What is asked.
Return every line in the material below that contains the word "each". Letter case matters.

-- Data shown start --

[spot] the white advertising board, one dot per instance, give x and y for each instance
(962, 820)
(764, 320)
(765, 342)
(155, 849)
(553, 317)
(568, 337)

-- Data shown end --
-- Data shown start --

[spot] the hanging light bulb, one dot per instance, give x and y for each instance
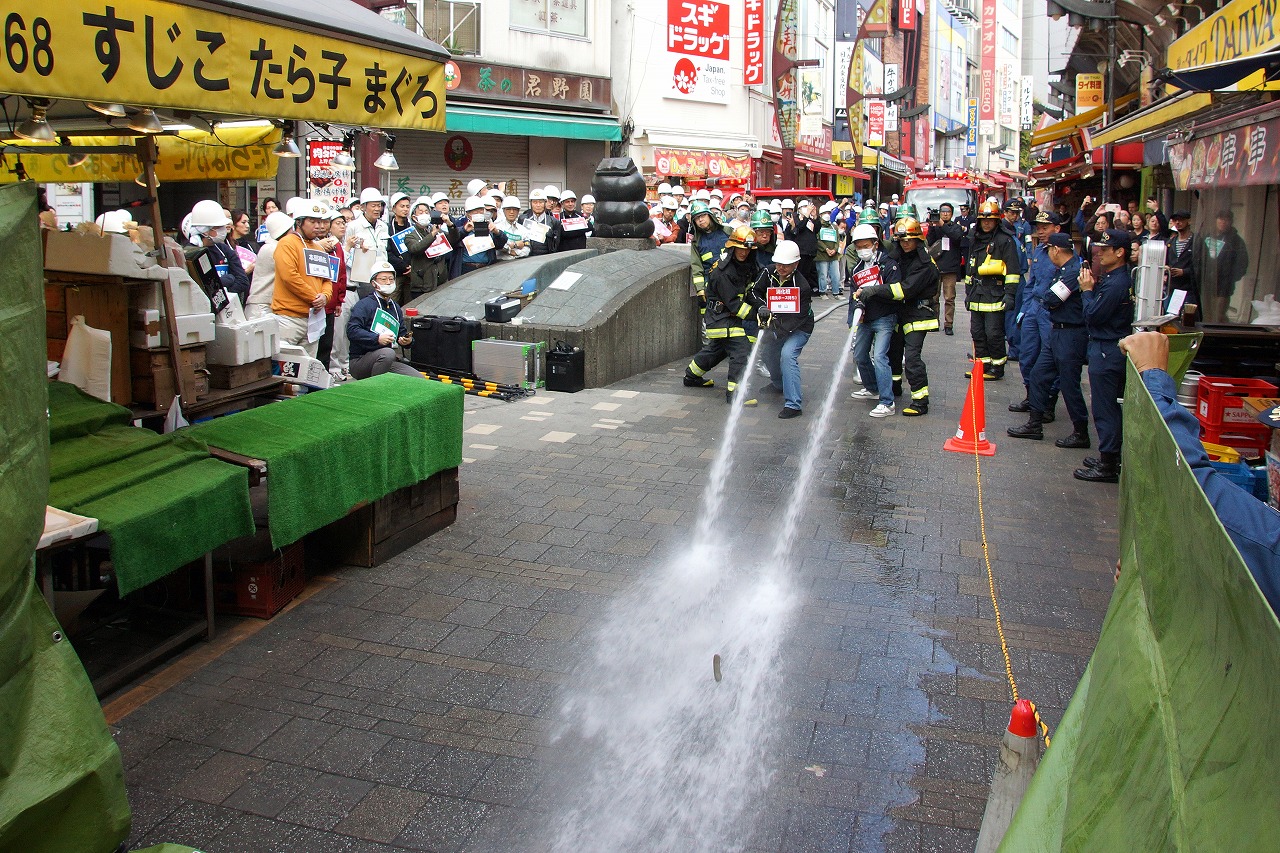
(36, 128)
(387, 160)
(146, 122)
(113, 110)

-- Data shown end --

Result of this exercise.
[spot] the white advertising board, one dot per instance, give x and y for each instance
[spot] the hanging light bulb, one dot per instance, give x and y for each instance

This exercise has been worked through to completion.